Empiezo con los nativos de Volkenskap, la ciudad en la que vive el Hereje. Hablan un lenguaje inspirado en el alemán, como he dicho. Eso, en nuestro imaginario colectivo, los convertiría casi inmediatamente en personas rubias de piel pálida y ojos azules. Decido que no, que van a ser de piel muy oscura, casi negra, y cabello también oscuro, aunque de ojos claros.
¿Por qué? Sobre todo por romper las expectativas del lector, que es lo menos que se le puede pedir a un escritor. También porque me gusta el contraste resultante entre los ojos claros (y mejor aún si son verdes) y la piel sumamente oscura.
¿Qué pasa con la gente de Tamashi (más adelante Iratembe)? Son de inspiración evidentemente oriental, sobre todo japonesa. ¿Deberían tener ese aspecto? Llevado por un impulso del momento decido que, en cierto modo, sí. Van a parecer japoneses, pero no con el aspecto que tienen los japoneses en el mundo real, sino con el de los animes, o al menos en muchos de ellos: muy delgados, de piel rosada y ojos enormes. Y con el pelo de diversos colores.
Los habitantes de Yajim, que hablan una lengua de sonoridad africana van a parecer en cierto modo duendes irlandeses. De poco más de metro y medio de altura, son pelirrojos y pecosos.
Me quedan los pueblos que hablan qanramí. Le asigno piel cobriza o rojiza, dependiendo de la zona, facciones angulosas y pelo rojo o castaño.
Y luego están los nabatíes. Ya los he mencionado antes al describirlos como mi versión personal y cienciaficcionera de los elfos tolkienianos, y hablaré de ellos en detalle más adelante. De momento limitémonos a decir que su parte humana es de origen qanramí y, por tanto, de piel cobriza y cabello castaño. En cuanto al simbionte (o los simbiontes, porque hay más de uno) de su piel, tiene diversos colores, generalmente verde o marrón, pero también a veces amarillo.
Eso en cuanto a los distintos pueblos, pero no tardo en plantearme también la cuestión de la sexualidad. Tanto en lo que se refiere a la identidad como a la orientación.
Para empezar tomo una decisión muy simple. El género y la orientación sexual de cada nuevo personaje van a ser una tirada de dados. No literalmente, aunque llegué a plantearme algo parecido. Simplemente, cada vez que creo un nuevo personaje me paro unos segundos a decidir (e intento hacerlo del modo más rápido posible, sin pararme a considerar la cuestión a fondo) cuál es su género y hacia dónde tiran sus apetencias sexuales. Como he dicho, sin pensarlo demasiado, dejándome llevar.

» **Tareas**
1. Reproduce palabra por palabra el texto sobre el aspecto de los pueblos inventados, desde "Y luego están" hasta "a la orientación.".
2. Escribe la continuación del texto sobre el aspecto de los pueblos inventados a partir de su última oración.

Fragmentos de un conjunto de datos sobre señalar objetos

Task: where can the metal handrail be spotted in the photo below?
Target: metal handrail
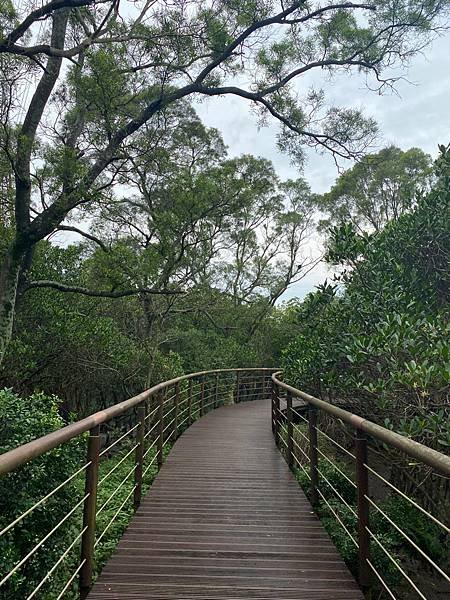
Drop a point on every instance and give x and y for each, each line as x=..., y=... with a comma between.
x=285, y=430
x=438, y=461
x=23, y=454
x=149, y=433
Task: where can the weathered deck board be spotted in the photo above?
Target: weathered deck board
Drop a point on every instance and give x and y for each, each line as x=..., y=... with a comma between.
x=225, y=519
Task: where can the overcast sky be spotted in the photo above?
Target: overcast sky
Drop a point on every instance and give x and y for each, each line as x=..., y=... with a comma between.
x=418, y=116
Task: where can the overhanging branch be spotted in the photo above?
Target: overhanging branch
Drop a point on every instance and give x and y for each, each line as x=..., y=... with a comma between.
x=62, y=287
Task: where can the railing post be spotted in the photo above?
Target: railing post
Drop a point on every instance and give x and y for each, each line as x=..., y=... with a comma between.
x=160, y=444
x=89, y=512
x=273, y=393
x=190, y=402
x=177, y=402
x=362, y=482
x=313, y=454
x=202, y=397
x=139, y=456
x=216, y=391
x=277, y=416
x=290, y=430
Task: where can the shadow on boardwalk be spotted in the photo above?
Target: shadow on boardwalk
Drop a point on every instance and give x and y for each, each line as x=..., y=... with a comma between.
x=225, y=519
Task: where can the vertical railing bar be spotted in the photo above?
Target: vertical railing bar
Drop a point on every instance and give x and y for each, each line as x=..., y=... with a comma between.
x=202, y=396
x=191, y=383
x=277, y=416
x=89, y=512
x=216, y=391
x=160, y=444
x=177, y=403
x=362, y=483
x=273, y=404
x=139, y=455
x=313, y=454
x=290, y=431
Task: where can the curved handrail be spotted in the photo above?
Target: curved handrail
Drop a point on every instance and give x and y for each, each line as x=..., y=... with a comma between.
x=159, y=415
x=306, y=447
x=438, y=461
x=22, y=454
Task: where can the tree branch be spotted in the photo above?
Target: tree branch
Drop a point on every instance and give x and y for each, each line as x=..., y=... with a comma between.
x=62, y=287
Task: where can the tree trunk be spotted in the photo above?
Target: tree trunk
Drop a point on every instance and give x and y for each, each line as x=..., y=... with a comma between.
x=9, y=276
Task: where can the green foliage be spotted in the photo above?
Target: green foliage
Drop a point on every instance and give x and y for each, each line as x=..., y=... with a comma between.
x=25, y=419
x=377, y=189
x=427, y=536
x=378, y=337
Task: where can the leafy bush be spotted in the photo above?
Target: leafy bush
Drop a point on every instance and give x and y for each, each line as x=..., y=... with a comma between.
x=413, y=522
x=378, y=336
x=25, y=419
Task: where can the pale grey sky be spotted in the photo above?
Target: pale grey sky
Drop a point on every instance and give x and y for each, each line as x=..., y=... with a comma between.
x=418, y=116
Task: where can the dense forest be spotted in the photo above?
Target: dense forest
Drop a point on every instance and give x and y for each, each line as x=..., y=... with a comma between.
x=134, y=247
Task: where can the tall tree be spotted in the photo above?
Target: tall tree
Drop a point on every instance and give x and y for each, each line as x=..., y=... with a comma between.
x=129, y=62
x=378, y=189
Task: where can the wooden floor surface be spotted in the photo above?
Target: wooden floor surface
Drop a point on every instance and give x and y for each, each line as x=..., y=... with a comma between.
x=226, y=519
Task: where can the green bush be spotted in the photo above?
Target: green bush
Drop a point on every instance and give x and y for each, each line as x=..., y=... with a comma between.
x=412, y=521
x=377, y=337
x=25, y=419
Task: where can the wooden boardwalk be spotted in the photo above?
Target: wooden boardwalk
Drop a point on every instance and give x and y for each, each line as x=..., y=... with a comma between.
x=225, y=519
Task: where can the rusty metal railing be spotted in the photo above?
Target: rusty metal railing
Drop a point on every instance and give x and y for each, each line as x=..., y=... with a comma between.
x=303, y=443
x=129, y=439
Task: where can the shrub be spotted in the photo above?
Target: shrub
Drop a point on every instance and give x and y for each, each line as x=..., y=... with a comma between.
x=25, y=419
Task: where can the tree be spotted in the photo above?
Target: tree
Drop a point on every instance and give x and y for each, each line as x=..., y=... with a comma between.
x=126, y=69
x=378, y=189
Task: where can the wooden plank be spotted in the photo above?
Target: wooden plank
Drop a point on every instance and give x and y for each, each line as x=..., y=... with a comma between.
x=226, y=520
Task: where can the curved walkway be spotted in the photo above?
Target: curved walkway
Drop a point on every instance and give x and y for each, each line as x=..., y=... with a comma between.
x=226, y=519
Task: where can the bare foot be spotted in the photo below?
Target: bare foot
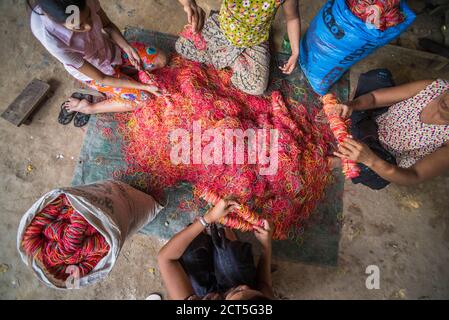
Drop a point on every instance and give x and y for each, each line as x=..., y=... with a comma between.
x=334, y=163
x=76, y=105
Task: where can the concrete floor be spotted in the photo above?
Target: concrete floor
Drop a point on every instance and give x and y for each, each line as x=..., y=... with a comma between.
x=404, y=231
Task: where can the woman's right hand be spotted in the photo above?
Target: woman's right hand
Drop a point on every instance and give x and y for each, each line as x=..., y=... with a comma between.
x=343, y=110
x=221, y=210
x=265, y=234
x=153, y=90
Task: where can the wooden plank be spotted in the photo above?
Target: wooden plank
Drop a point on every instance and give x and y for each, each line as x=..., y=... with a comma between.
x=26, y=103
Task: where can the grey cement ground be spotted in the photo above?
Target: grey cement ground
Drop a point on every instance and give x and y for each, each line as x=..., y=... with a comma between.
x=404, y=231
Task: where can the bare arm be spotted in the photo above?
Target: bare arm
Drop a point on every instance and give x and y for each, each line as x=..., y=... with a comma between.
x=382, y=98
x=431, y=166
x=195, y=14
x=388, y=96
x=95, y=74
x=264, y=280
x=116, y=35
x=293, y=18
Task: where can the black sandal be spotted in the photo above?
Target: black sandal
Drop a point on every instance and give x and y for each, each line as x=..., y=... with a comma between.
x=65, y=116
x=82, y=119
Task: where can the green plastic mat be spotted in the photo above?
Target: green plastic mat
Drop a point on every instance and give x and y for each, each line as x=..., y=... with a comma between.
x=101, y=157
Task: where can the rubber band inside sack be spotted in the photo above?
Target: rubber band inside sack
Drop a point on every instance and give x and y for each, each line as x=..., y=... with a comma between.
x=340, y=130
x=245, y=220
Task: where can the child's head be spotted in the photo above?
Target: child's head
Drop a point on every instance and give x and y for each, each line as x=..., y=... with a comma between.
x=444, y=106
x=75, y=15
x=244, y=293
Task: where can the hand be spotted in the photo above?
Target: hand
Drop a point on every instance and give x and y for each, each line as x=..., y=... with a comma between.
x=134, y=58
x=343, y=110
x=76, y=105
x=356, y=151
x=153, y=90
x=264, y=235
x=195, y=16
x=221, y=210
x=291, y=64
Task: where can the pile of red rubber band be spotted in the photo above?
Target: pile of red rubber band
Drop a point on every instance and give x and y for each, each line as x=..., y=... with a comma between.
x=198, y=93
x=59, y=237
x=383, y=14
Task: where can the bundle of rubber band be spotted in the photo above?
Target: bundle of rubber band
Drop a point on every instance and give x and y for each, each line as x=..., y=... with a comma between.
x=196, y=37
x=341, y=132
x=245, y=219
x=59, y=237
x=383, y=14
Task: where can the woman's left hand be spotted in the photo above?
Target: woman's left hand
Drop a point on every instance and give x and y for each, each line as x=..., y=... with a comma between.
x=221, y=210
x=291, y=64
x=356, y=151
x=134, y=57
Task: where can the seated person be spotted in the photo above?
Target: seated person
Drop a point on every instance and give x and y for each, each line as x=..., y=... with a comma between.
x=94, y=51
x=238, y=37
x=400, y=133
x=195, y=265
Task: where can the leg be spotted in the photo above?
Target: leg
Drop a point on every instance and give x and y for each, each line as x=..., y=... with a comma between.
x=119, y=99
x=364, y=127
x=252, y=70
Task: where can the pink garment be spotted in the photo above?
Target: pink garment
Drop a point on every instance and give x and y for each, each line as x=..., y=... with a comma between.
x=73, y=48
x=404, y=135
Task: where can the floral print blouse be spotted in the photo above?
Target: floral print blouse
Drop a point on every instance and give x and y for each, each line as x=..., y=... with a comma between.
x=247, y=23
x=404, y=135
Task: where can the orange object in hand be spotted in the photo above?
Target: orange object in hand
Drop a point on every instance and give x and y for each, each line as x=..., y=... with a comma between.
x=340, y=130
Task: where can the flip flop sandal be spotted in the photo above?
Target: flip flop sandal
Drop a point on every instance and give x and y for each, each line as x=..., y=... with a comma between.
x=81, y=119
x=65, y=116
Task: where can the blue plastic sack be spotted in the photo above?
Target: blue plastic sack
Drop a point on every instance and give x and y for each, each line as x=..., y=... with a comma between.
x=337, y=39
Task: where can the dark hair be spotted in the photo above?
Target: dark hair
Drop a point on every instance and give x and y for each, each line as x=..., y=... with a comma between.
x=56, y=9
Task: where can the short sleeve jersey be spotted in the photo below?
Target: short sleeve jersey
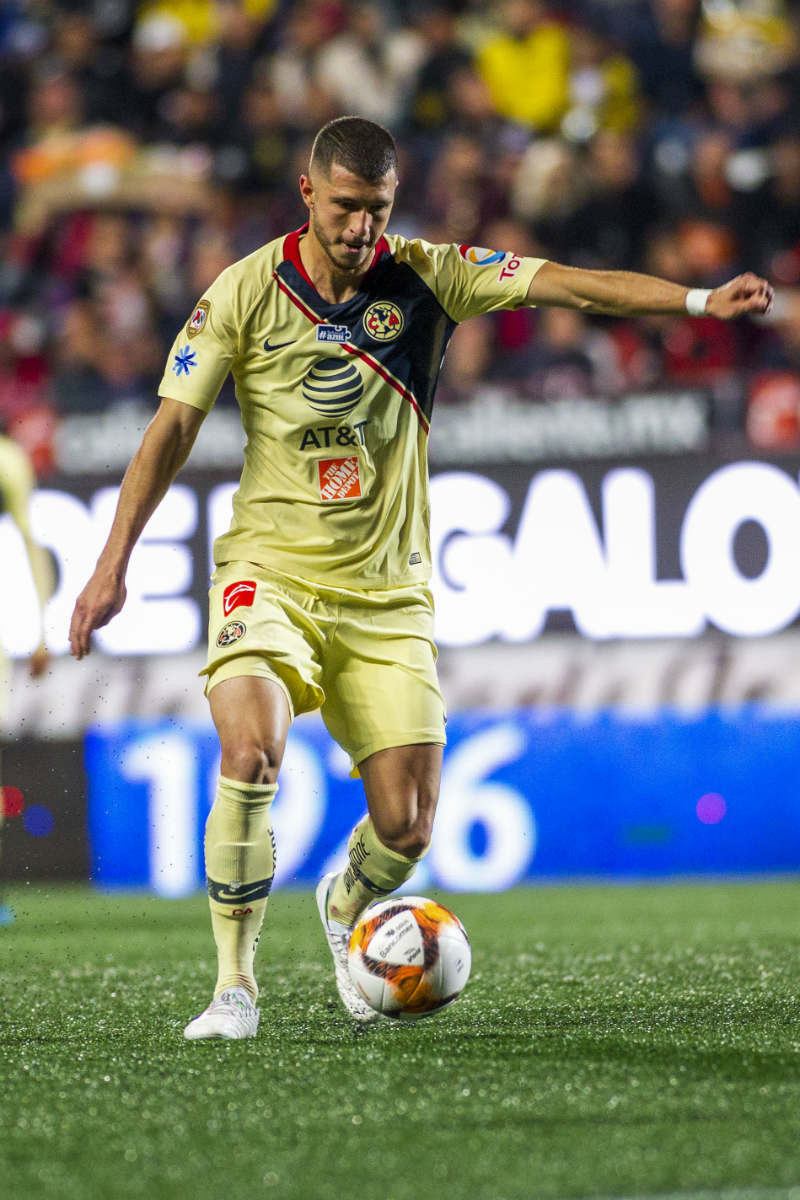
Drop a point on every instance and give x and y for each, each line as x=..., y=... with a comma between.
x=336, y=400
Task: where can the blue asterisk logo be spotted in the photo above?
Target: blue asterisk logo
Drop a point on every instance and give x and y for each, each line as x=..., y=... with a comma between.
x=185, y=360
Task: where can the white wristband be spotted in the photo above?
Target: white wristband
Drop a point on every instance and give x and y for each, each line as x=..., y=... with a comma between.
x=696, y=301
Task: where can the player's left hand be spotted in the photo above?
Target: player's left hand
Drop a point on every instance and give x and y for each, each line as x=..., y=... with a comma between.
x=743, y=294
x=38, y=661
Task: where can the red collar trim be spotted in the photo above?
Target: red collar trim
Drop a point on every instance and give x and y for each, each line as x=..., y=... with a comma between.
x=292, y=252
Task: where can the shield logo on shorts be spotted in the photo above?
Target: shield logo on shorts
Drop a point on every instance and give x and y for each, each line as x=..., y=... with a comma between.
x=232, y=633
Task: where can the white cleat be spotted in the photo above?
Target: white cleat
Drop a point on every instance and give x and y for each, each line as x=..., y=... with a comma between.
x=232, y=1014
x=338, y=939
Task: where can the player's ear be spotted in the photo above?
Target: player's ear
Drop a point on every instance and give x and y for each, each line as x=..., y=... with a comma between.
x=307, y=191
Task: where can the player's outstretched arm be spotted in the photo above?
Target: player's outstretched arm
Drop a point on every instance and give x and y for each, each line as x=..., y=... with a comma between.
x=164, y=449
x=629, y=294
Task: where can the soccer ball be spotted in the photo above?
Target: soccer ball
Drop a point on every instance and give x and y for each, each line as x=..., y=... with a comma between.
x=409, y=957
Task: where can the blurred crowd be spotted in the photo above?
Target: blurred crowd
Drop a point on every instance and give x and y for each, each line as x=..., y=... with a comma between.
x=148, y=145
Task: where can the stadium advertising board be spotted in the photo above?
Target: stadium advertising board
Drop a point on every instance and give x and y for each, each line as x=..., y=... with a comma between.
x=523, y=798
x=655, y=549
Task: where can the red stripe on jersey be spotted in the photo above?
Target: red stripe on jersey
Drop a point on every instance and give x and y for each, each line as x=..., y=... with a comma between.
x=391, y=381
x=362, y=354
x=296, y=301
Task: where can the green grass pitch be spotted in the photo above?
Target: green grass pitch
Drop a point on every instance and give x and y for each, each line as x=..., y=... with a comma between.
x=612, y=1042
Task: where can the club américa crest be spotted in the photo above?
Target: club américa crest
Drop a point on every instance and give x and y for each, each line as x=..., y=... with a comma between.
x=384, y=321
x=232, y=633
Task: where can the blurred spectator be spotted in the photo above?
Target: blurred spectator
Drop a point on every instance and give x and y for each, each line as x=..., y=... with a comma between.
x=527, y=64
x=368, y=67
x=660, y=36
x=602, y=84
x=444, y=55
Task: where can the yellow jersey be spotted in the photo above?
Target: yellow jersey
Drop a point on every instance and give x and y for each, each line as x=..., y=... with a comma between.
x=336, y=400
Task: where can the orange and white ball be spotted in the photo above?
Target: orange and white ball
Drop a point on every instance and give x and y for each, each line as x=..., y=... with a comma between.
x=409, y=957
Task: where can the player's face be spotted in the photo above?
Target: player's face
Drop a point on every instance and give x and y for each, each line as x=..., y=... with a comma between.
x=347, y=214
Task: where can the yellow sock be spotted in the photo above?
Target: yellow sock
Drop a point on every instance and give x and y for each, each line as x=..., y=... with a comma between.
x=239, y=867
x=373, y=871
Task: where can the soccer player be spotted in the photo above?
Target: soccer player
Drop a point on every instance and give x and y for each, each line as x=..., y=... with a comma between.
x=16, y=486
x=335, y=336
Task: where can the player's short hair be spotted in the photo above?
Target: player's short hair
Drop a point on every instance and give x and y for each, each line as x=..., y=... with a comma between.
x=361, y=147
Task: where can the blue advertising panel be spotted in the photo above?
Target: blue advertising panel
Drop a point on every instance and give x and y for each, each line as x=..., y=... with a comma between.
x=524, y=797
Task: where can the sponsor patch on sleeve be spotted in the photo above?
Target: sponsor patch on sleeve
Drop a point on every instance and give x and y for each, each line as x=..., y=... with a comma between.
x=479, y=256
x=338, y=479
x=238, y=595
x=198, y=318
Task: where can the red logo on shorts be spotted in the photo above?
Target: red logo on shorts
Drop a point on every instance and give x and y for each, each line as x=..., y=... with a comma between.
x=238, y=595
x=338, y=479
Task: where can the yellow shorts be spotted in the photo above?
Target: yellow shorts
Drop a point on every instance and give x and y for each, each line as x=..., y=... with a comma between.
x=366, y=659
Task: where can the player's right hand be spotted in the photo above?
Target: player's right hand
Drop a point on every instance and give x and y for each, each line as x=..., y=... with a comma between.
x=100, y=600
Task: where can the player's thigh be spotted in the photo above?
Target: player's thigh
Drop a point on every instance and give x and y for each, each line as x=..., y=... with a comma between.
x=402, y=789
x=380, y=683
x=252, y=718
x=260, y=627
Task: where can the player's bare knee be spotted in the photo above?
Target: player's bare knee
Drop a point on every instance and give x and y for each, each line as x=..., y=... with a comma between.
x=252, y=762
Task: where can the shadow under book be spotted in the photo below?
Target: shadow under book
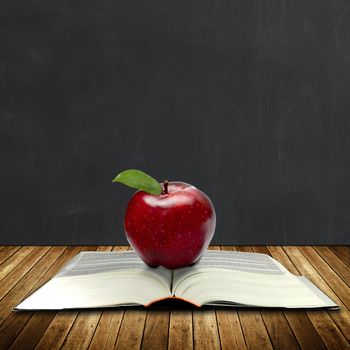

» **Respuestas por tarea**
1.
Y luego están los nabatíes. Ya los he mencionado antes al describirlos como mi versión personal y cienciaficcionera de los elfos tolkienianos, y hablaré de ellos en detalle más adelante. De momento limitémonos a decir que su parte humana es de origen qanramí y, por tanto, de piel cobriza y cabello castaño. En cuanto al simbionte (o los simbiontes, porque hay más de uno) de su piel, tiene diversos colores, generalmente verde o marrón, pero también a veces amarillo.
Eso en cuanto a los distintos pueblos, pero no tardo en plantearme también la cuestión de la sexualidad. Tanto en lo que se refiere a la identidad como a la orientación.

2.
Cada personaje tiene sus peculiaridades, evidentemente. Por ejemplo, la capitana de la Inquisición, Vryguest Sossee, que decido, en el momento mismo en que la creo, que va a ser lesbiana. Ni siquiera tengo que pararme a pensarlo: veo tan claro el personaje al primer golpe de vista que no hay nada más que decidir. En el espectro opuesto está mi Hereje, por ejemplo, del que tardo mucho en tener clara cuál es su sexualidad. Literalmente, soy incapaz de decidirme e incluso considero la posibilidad de que sea ace. Cuando finalmente me decido (y eso es algo que veréis en el segundo volumen, El verde entre las sombras, aunque al final de La simiente de la Esquirla tendréis un atisbo de ello) me quedan de repente claras un montón de cosas sobre él que hasta aquel momento estaban en las sombras. Kláiner, que es como se llama el personaje, termina de crearse ahí, cuando llevo casi seiscientas páginas escritas. Y en ese momento reinterpreto todo su pasado y todas sus apariciones a lo largo de la novela y me doy cuenta de por qué lo hice actuar en determinados momentos de determinada manera. Decisiones que no comprendí del todo cuando las tomaba, quedan perfectamente claras a la luz de lo que sé ahora.
También hay personajes que van cambiando en diversas versiones de la novela. Alguno es un hombre en los primeros borradores pero se acaba convirtiendo en mujer con el correr del tiempo. ¿Por qué? No lo sé. Simplemente me parece que funciona mejor de ese modo, me resulta más fácil meterme en su mente y consigo entender mejor su forma de ser.
Con el tiempo voy dándome cuenta de una cosa. De algún modo, ese azar que he intentado seguir a la hora de asignar la orientación sexual de los personajes ha acabado teniendo un sesgo que no tarda en hacérseme evidente.
Es un sesgo que me gusta. Que me parece apropiado. Que, además, en el mundo en el que estoy creando de dentro de seis mil años, creo que tiene todo el sentido del mundo.
¿Diré cuál es o dejo que lo descubráis por vosotros mismos cuando leáis la novela?
Venga, sí, lo segundo.
No es muy difícil de ver, por otro lado.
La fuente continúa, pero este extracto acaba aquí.